** start **

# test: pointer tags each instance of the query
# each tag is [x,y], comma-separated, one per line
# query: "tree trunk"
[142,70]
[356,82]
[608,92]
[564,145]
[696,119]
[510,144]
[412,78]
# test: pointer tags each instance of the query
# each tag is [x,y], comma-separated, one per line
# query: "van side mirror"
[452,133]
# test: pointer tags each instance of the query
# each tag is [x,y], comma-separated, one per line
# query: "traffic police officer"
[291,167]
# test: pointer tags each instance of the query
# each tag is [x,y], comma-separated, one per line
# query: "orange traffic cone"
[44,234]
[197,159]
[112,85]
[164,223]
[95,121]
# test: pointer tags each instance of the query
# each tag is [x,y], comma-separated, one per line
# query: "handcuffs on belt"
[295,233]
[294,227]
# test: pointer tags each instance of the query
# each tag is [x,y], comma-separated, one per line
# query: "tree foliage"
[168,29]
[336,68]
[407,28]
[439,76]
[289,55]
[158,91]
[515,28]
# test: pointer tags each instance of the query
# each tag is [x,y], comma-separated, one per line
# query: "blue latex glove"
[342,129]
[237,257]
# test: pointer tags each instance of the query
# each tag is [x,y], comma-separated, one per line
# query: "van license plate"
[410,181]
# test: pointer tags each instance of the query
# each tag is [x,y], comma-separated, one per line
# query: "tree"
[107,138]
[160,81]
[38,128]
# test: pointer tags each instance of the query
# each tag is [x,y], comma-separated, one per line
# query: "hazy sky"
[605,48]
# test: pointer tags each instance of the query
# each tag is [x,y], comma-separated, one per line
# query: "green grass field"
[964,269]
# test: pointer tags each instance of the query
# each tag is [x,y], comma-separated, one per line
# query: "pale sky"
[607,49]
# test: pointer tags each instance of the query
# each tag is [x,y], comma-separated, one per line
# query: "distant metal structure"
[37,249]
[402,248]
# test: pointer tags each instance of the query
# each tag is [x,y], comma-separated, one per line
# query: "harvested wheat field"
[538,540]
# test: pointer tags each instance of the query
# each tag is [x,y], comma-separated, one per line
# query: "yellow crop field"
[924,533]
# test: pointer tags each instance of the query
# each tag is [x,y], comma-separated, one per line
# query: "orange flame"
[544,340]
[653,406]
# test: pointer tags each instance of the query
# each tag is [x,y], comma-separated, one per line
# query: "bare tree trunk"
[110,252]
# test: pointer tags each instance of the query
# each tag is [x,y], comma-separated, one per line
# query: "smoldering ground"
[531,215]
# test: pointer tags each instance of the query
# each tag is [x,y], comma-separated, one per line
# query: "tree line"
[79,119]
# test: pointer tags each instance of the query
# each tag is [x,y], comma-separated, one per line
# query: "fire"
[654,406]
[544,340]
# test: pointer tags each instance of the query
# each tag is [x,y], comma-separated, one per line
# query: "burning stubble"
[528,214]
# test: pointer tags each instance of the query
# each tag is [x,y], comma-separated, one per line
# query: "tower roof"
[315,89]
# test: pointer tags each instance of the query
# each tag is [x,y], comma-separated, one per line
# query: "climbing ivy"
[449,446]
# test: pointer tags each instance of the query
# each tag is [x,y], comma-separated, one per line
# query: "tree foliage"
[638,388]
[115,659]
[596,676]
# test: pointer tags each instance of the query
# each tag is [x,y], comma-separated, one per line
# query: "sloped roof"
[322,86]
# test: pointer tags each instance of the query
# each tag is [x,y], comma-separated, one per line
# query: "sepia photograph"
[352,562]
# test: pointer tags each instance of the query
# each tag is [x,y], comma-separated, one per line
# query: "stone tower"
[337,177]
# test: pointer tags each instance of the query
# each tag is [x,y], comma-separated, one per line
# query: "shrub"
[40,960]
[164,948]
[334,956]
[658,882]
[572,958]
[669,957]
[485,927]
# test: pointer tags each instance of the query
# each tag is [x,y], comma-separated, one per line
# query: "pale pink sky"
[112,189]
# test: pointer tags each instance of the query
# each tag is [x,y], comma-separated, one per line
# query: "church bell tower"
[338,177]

** end **

## WRITTEN TASK
Repeat the records exactly, including every line.

## FULL ANSWER
# test: pointer tags each instance of the query
# each tag is [x,y], comma-separated, one per line
# query: "tree trunk"
[142,70]
[356,82]
[608,92]
[564,145]
[696,119]
[510,144]
[412,78]
# test: pointer tags each instance of the query
# each tag is [x,y], comma-separated, one per line
# query: "van side mirror"
[452,133]
# test: pointer tags each instance of the query
# each tag is [x,y], comma-separated, one per line
# query: "traffic police officer"
[291,167]
# test: pointer tags each instance of the query
# each tag is [x,y], comma-separated, one per line
# query: "orange traffic cone"
[44,234]
[197,159]
[112,85]
[164,223]
[95,121]
# test: pointer tags each instance of the query
# each tag is [x,y], comma-separated, one per line
# query: "handcuffs on belt"
[295,233]
[294,227]
# test: pointer tags each instance of the query
# each tag is [x,y], comma-separated, one per line
# query: "tree foliage"
[168,29]
[336,68]
[407,28]
[439,76]
[289,55]
[158,91]
[515,28]
# test: pointer tags each instance of the query
# each tag is [x,y], comma-separated, one per line
# query: "blue latex glove"
[342,129]
[237,257]
# test: pointer tags each instance of the query
# each tag is [x,y], comma-separated, one per line
# query: "van license plate"
[410,181]
# test: pointer tags each instance of the query
# each tag is [x,y], comma-separated, one per line
# query: "tree"
[107,138]
[160,81]
[38,128]
# test: pointer tags each instance of the query
# each tag is [x,y], comma-separated, one per line
# query: "hazy sky"
[605,48]
# test: pointer tags each instance of the query
# each tag is [x,y], comma-separated, one per line
# query: "green grass field"
[964,269]
# test: pointer tags each instance of the query
# each tag is [x,y], comma-separated, one per line
# query: "pale sky"
[607,49]
# test: pointer tags each instance of the query
# each tag is [x,y], comma-separated, one per line
# query: "distant metal structure"
[37,249]
[402,248]
# test: pointer tags each instance of the query
# each tag is [x,y], comma-separated, one per line
# query: "harvested wheat field"
[538,540]
# test: pointer tags each instance of the query
# each tag is [x,y], comma-separated, one per line
# query: "yellow crop field"
[924,533]
# test: pointer tags each instance of the query
# each tag is [x,y], comma-separated, one per line
# query: "orange flame"
[544,340]
[653,406]
# test: pointer tags each instance of the query
# each tag is [x,y], comma-separated, one per line
# query: "bare tree trunk"
[110,252]
# test: pointer tags each instance of the query
# each tag is [x,y], comma-separated, one per line
# query: "smoldering ground"
[531,215]
# test: pointer tags each instance of the query
# each tag is [x,y], comma-separated, one per line
# query: "tree line"
[79,119]
# test: pointer tags each instance of the query
# each tag is [x,y], comma-separated, one per line
# query: "fire"
[654,406]
[544,340]
# test: pointer tags each instance of the query
# each tag is [x,y], comma-separated, one per line
# query: "burning stubble"
[528,214]
# test: pointer tags each instance of the query
# each tag is [x,y], comma-separated, one per line
# query: "tower roof"
[315,89]
# test: pointer tags each instance of the query
# each tag is [x,y], comma-separated, one per line
# query: "climbing ivy"
[449,446]
# test: pointer tags each instance of the query
# each tag is [x,y], comma-separated, one per line
# query: "tree foliage"
[638,388]
[115,659]
[596,676]
# test: pointer tags each instance of the query
# each tag is [x,y], comma-separated, one per line
# query: "sloped roof"
[322,86]
# test: pointer tags each instance of the query
# each tag is [x,y], comma-separated, one per line
# query: "sepia photograph"
[352,562]
# test: pointer tags each instance of the query
# each tag is [x,y], comma-separated, one per line
# query: "stone tower"
[337,177]
# test: pointer tags each instance of the query
# each tag is [x,y], comma-separated, one per line
# query: "shrub"
[40,960]
[164,948]
[334,956]
[658,882]
[572,958]
[669,957]
[485,927]
# test: pointer tags each instance of the query
# each tag is [x,y], comma-separated, one per line
# query: "pale pink sky"
[112,189]
# test: pointer tags each instance of the query
# each tag is [x,y], comma-separated, one per line
# query: "church bell tower"
[338,177]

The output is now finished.